--- Esercizio breve 1 ---
Riformuli in forma più concisa il paragrafo del testo su Gaetano Previati che inizia con «Quella di Gaetano Previati fu», mantenendone i fatti principali.
--- Esercizio breve 2 ---
Trascriva dal testo su Gaetano Previati il passo da "Il primo lo" a "di Arianna Editrice).".
--- Esercizio breve 3 ---
Prosegua il testo su Gaetano Previati dal punto in cui termina.

--- Testo di riferimento ---
════════════════════
Quella di Gaetano Previati fu, nel panorama della pittura italiana di fine Ottocento e dei primi del Novecento, una vera e propria rivelazione: l'annuncio che una stagione completamente nuova stava prendendo il sopravvento sui rigidi canoni dell'arte di ispirazione realista; e ciò in accordo con quanto accadeva nella letteratura e nella filosofia, ove il Simbolismo e vari indirizzi di tipo spiritualistico e anti-razionalistico si stavano sostituendo, rispettivamente, al Verismo e al Positivismo.
Boccioni e De Chirico erano entusiasti di lui.
Il primo lo salutava come il più grande innovatore della pittura italiana dal tempo di Giambattista Tiepolo; il secondo vedeva in lui l'alfiere di un nuovo modo di intendere l'arte, oltre le strettoie del verismo, in direzione di un intenso simbolismo, che gli pareva una tappa di avvicinamento alla sua pittura metafisica (cfr. il nostro precedente articolo: «Un quadro al giorno: "Mélancholie et mystère d'une rue" di Giorgio De Chirico, 1914; mentre su Tiepolo cfr. «Un quadro al giorno: "La Resurrezione" di G. B. Tiepolo nel Duomo di Udine, 1754 ca.», entrambi consultabili sul sito di Arianna Editrice).
Così scriveva Umberto Boccioni in un articolo pubblicato in piena prima guerra mondiale, il 26 marzo 1916:

«Quando finirà questa infame noncuranza, questa vergognosa incoscienza artistica e nazionale verso il più grande artista che l'Italia ha avuto da Tiepolo ad oggi.
[…] L'opera di Gaetano Previati è di una vastità e di un valore che sconcertano. […].
Previati è il solo grande artista italiano, di questi tempi, che abbia concepito l'arte come una rappresentazione in cui la realtà visiva serve soltanto come punto di partenza. Egli è il solo artista italiano che abbia intuito da più di trent'anni che l'arte fuggiva il verismo per innalzarsi allo stile,  Gaetano Previati è stato il precursore in Italia della rivoluzione idealista che oggi sbaraglia il verismo e lo studio documentato del vero. Egli ha intuito che lo stile incomincia quando sulla visione si costruisce la concezione, ma mentre la sua visione si è rinnovata nella modernità, la concezione  è rimasta, come ossatura, al vecchio materiale elaborato del Rinascimento italiano.»
════════════════════
--- Righe di dati ---
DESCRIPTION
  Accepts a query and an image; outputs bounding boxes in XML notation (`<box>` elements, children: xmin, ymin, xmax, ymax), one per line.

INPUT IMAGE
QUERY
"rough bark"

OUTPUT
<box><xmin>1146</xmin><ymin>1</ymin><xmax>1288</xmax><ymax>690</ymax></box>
════════════════════
--- Risultato 1 ---
Tra fine Ottocento e primi del Novecento, Gaetano Previati fu una rivelazione per la pittura italiana. La sua opera annunciava una stagione nuova, che si imponeva sui rigidi canoni dell'arte realista. Ciò avveniva in sintonia con la letteratura e la filosofia, dove il Simbolismo e vari indirizzi spiritualistici e anti-razionalistici stavano sostituendo, rispettivamente, il Verismo e il Positivismo.

--- Risultato 2 ---
Il primo lo salutava come il più grande innovatore della pittura italiana dal tempo di Giambattista Tiepolo; il secondo vedeva in lui l'alfiere di un nuovo modo di intendere l'arte, oltre le strettoie del verismo, in direzione di un intenso simbolismo, che gli pareva una tappa di avvicinamento alla sua pittura metafisica (cfr. il nostro precedente articolo: «Un quadro al giorno: "Mélancholie et mystère d'une rue" di Giorgio De Chirico, 1914; mentre su Tiepolo cfr. «Un quadro al giorno: "La Resurrezione" di G. B. Tiepolo nel Duomo di Udine, 1754 ca.», entrambi consultabili sul sito di Arianna Editrice).

--- Risultato 3 ---
Fresco di studi all'Accademia di Brera, Previati (Ferrara, 1852 - Lavagna, 1920) aveva fatto i suoi esordi nella pittura italiana cimentandosi con il genere storico: «Gli ostaggi di Crema» gli era valso il Premio Canonica, e «Il Valentino a Capua» era stato esposto alla Nazionale di Torino del 1880, con un buon successo di critica, che lo salutò come «la manifestazione del genio a vent'anni» (anche se l'artista ne aveva già ventotto).
Sembrava avviato, dunque, a ricalcare le orme e a rinverdire la gloria di Francesco Hayez o di Massimo d'Azeglio; allorché, sotto l'influenza dello scultore Grandi e delle sue idee luministiche, Previati diede una svolta radicale alla propria evoluzione artistica, trasformando la propria pennellata in senso sempre più filamentoso e sempre più luminoso, fino a dissolvere la forma per far emergere la realtà spirituale dei soggetti rappresentati. Egli era sospinto in questa nuova direzione sia dai numerosi contatti con la Scapigliatura milanese, sia dalla precoce «scoperta» della pittura francese di tendenza simbolista, specialmente quella di Odilon Redon.
Scrive Raffaele De Grada in «Le Muse. Enciclopedia di tutte le Arti» (Novara, Istituto Geografico De Agostini, 1967; vol. IX, p. 353):

«[Verso il 1880] Previati […] era all'inizio di una crisi di evoluzione che si manifestava già in un "Crocifisso", dipinto nello studio dello scultore Grandi, dalle cui idee luministiche egli era ormai influenzato. Un nuovo stile di ombra-luce è evidente anche nel "Torquato Tasso", cui fu però  preferito per il Premio Fumagalli all'Esposizione milanese del 1880, un ritratto di C. Rapetti.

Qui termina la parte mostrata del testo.